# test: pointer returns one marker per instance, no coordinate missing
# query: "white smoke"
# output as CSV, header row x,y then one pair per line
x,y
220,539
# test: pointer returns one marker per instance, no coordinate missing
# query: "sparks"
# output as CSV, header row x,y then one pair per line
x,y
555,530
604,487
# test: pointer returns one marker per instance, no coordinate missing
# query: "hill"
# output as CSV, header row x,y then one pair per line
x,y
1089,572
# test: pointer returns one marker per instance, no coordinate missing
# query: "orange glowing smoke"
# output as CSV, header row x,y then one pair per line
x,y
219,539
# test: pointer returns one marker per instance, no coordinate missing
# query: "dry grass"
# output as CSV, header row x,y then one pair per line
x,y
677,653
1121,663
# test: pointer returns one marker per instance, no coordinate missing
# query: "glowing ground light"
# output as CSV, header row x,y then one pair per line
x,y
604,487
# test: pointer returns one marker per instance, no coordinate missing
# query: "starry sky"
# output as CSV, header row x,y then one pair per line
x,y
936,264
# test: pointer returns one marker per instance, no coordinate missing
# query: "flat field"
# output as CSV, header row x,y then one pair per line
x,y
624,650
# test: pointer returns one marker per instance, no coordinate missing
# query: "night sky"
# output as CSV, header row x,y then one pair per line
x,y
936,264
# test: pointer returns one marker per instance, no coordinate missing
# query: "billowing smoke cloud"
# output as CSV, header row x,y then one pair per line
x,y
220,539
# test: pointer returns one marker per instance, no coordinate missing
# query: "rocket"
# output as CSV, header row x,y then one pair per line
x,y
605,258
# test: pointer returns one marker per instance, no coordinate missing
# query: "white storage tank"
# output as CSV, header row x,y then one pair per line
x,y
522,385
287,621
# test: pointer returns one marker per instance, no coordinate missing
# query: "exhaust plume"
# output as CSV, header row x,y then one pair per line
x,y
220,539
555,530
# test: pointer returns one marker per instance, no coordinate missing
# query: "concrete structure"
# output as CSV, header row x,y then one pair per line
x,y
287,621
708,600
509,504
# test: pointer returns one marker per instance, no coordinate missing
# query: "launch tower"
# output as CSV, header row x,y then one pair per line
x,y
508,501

WHAT YOU HAVE TO DO: Copy out the whole listing exactly; please set it all down.

WORKED SOLUTION:
# test: pointer returns one marker per instance, no coordinate missing
# query: "white smoke"
# output as CSV, header row x,y then one pair per line
x,y
220,539
# test: pointer returns one marker per instance, no coordinate missing
# query: "sparks"
# output as CSV, header row x,y then one pair per line
x,y
555,530
604,487
# test: pointer returns one marker per instance, no coordinate missing
# query: "hill"
# output as CSV, header row x,y then one pair per line
x,y
1089,572
# test: pointer returns one marker per instance, no coordinate missing
# query: "orange glowing smoke"
# output as CSV, header row x,y then one pair per line
x,y
219,539
# test: pointer returns one marker per instance, no coordinate missing
# query: "dry grass"
# output as CSV, header row x,y then one pair per line
x,y
677,653
1121,663
# test: pointer returns one marker per instance, no coordinate missing
# query: "glowing ground light"
# output as CSV, header row x,y then one pair per line
x,y
604,487
# test: pointer returns one marker per instance, no coordinate missing
# query: "starry sky"
# output as CSV, header row x,y then one pair per line
x,y
936,264
# test: pointer returns one marker per instance, no coordinate missing
# query: "flat field"
# output as CSV, header row x,y then one pair per line
x,y
624,650
# test: pointer returns one marker per instance, no coordinate missing
# query: "night sky"
# output as CSV, header row x,y then one pair per line
x,y
936,264
# test: pointer returns one marker per instance, no coordinate missing
# query: "billowing smoke cloud"
# output as CSV, header row x,y then one pair per line
x,y
220,539
# test: pointer returns one marker per instance, no coordinate missing
# query: "rocket"
# output as CSV, header row x,y then one pair per line
x,y
605,258
# test: pointer returns one marker per instance, no coordinate missing
# query: "white storage tank"
# output as CSV, header row x,y then one pair per line
x,y
522,385
287,621
# test: pointer returns one marker per instance, no coordinate missing
# query: "exhaust plume"
# output as CSV, header row x,y then one pair per line
x,y
220,539
555,530
# test: pointer returns one marker per instance, no coordinate missing
# query: "concrete structure"
# output as CSV, header row x,y then one pair per line
x,y
287,621
708,600
509,504
# test: pointer returns one marker per instance, no coordinate missing
# query: "launch tower"
# output as CSV, header row x,y then one pair per line
x,y
508,501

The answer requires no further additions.